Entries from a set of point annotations
......

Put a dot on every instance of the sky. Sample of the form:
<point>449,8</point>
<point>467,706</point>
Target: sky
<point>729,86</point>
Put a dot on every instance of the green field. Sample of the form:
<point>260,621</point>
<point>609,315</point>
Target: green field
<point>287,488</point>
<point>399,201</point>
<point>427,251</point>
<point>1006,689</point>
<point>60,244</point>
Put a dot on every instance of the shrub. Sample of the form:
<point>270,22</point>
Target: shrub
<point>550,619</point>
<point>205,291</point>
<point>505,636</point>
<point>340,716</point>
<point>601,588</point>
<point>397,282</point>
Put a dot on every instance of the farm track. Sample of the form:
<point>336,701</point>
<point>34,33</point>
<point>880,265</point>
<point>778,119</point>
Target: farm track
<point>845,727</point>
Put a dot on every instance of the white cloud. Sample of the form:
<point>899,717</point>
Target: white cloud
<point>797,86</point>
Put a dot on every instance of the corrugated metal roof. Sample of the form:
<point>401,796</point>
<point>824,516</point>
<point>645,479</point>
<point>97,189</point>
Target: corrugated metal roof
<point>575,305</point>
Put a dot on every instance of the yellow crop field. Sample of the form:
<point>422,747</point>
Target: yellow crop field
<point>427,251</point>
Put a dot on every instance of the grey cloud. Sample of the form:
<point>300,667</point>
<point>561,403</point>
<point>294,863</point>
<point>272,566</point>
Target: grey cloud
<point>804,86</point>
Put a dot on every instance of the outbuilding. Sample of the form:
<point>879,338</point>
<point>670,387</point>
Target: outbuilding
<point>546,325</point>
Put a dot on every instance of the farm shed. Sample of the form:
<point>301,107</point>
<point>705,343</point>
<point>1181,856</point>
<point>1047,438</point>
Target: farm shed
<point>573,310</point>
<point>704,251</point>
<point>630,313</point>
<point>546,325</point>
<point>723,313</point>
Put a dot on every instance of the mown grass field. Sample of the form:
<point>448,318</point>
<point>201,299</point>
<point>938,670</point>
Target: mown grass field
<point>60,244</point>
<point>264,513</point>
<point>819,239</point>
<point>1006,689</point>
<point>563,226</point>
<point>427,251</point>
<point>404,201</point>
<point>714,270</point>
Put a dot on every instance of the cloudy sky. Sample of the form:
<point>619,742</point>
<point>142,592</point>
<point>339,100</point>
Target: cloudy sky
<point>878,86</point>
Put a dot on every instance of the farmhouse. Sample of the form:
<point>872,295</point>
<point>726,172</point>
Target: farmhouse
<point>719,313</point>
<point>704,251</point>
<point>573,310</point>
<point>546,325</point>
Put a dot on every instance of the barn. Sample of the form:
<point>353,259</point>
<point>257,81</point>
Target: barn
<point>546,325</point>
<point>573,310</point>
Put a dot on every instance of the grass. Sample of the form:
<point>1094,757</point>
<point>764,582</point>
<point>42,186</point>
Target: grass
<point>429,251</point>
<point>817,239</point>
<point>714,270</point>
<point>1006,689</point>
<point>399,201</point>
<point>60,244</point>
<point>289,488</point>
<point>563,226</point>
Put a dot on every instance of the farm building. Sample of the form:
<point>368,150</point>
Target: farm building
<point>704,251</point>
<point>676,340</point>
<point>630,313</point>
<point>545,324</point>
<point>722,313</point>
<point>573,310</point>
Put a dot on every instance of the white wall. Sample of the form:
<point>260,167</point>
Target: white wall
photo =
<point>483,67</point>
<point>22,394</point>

......

* [What this task involves]: Reproduce verbatim the lines from the one that contains "Put a dot on every instance of the shrub." through the one that contains "<point>845,727</point>", including both of those lines.

* [Expected output]:
Put a dot on every instance of the shrub. Sample of the form:
<point>270,22</point>
Target: shrub
<point>550,619</point>
<point>205,291</point>
<point>505,636</point>
<point>340,716</point>
<point>601,588</point>
<point>397,282</point>
Put a dot on every instance of the farm track. Sample of the form:
<point>336,701</point>
<point>34,33</point>
<point>880,265</point>
<point>778,119</point>
Target: farm track
<point>845,727</point>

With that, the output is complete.